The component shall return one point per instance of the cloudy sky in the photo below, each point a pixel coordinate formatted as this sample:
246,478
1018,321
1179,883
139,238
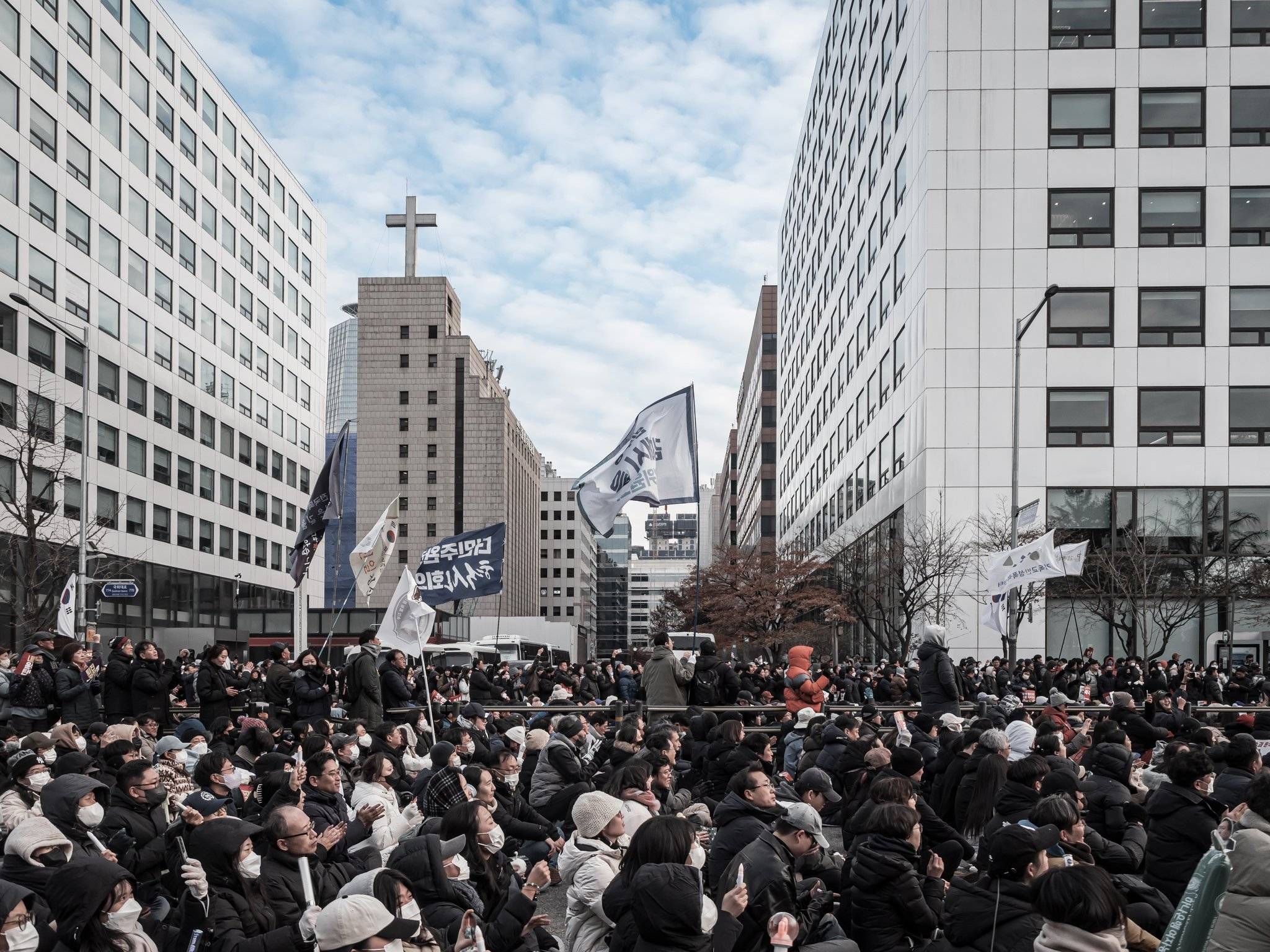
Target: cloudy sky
607,177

■ EXERCISE BRIEF ■
Each entry above should be given again exactly, with its pictures omitted.

■ SOLUTION ■
The component shall return one point per instance of the cloudy sky in the photo below, each point a pixel coordinate formatted as this sample:
246,478
1018,321
1179,883
139,238
Target: cloudy sky
607,177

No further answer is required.